**SOURCE PASSAGE**
Forged in Fire: The Explorations of Artist-Blacksmith Russell Jaqua
After receiving serious shrapnel wounds in Vietnam and spending six months in the hospital at Fort
Dix, New Jersey, twenty-three-year-old Russell Jaqua went searching for himself by traveling to Africa. The following is an excerpt from an early entry of his journal, written as he journeyed by boat from the Canary Islands to Spanish Sahara.
December 26, 1970
I hold onto the hope that if I keep trucking and am not turned around or put down, I will find my place in the sun, my niche. I know that it is up to me to find it and that there is no guarantee and that it is not easy to find. I have known for some time just how incredibly low man can go. No one can experience a war and not know. What I have learned in Viet Nam is that there is nothing between me and the bottom, but my own will. The Big Question is what am I going to do with myself in regards to a vocation. At one time in my life, not so very long ago, it seemed to me that this question would more or less work itself out. But so far, I have decided on nothing particular. I cannot say I want to be an X when I grow up.
But I have come up with a few requirements:
1. that it does not leave me in a corner.
2. that it involves an element of beauty.
3. that I work for myself.
4. that it supplements travel.
5. it doesn’t necessarily have to make me rich.
6. involves a certain amount of physical labor.

**MATERIAL SHOWN**
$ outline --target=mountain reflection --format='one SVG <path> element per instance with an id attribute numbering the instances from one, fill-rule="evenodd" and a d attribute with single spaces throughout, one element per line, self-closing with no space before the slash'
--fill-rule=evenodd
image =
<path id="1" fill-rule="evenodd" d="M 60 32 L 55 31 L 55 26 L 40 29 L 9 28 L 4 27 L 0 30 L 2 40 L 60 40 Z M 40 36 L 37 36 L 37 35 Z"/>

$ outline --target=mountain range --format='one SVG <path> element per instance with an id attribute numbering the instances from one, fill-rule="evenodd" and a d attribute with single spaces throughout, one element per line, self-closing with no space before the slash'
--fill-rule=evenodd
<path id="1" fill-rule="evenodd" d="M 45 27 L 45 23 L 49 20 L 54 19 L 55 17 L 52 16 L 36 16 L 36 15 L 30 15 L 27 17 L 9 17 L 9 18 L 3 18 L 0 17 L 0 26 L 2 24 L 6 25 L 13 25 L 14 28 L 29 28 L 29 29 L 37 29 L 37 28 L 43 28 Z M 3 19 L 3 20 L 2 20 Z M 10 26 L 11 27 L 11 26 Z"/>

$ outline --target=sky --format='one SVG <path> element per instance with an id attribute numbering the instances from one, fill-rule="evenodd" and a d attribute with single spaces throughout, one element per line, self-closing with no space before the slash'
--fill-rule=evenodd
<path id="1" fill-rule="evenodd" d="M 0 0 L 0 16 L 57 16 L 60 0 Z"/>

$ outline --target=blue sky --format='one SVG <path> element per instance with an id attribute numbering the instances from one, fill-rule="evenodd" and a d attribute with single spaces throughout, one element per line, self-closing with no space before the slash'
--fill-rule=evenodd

**BRIEF 1**
Determine whether each statement agrees with the passage on Russell Jaqua, answering yes or no and quoting the words of the passage that settle it.
(a) Jaqua spent six months in a hospital at Fort Dix, New Jersey.
(b) The journal entry was written during a boat journey from Spanish Sahara to the Canary Islands.
(c) One of Jaqua's requirements for a vocation is that it make him rich.
**BRIEF 2**
Print the portion of the passage on Russell Jaqua between "December 26, 1970" and "element of beauty.", inclusive.

**PROBLEM SOLUTION 1**
(a) Yes: "spending six months in the hospital at Fort Dix, New Jersey"
(b) No: "as he journeyed by boat from the Canary Islands to Spanish Sahara"
(c) No: "it doesn’t necessarily have to make me rich."

**PROBLEM SOLUTION 2**
December 26, 1970
I hold onto the hope that if I keep trucking and am not turned around or put down, I will find my place in the sun, my niche. I know that it is up to me to find it and that there is no guarantee and that it is not easy to find. I have known for some time just how incredibly low man can go. No one can experience a war and not know. What I have learned in Viet Nam is that there is nothing between me and the bottom, but my own will. The Big Question is what am I going to do with myself in regards to a vocation. At one time in my life, not so very long ago, it seemed to me that this question would more or less work itself out. But so far, I have decided on nothing particular. I cannot say I want to be an X when I grow up.
But I have come up with a few requirements:
1. that it does not leave me in a corner.
2. that it involves an element of beauty.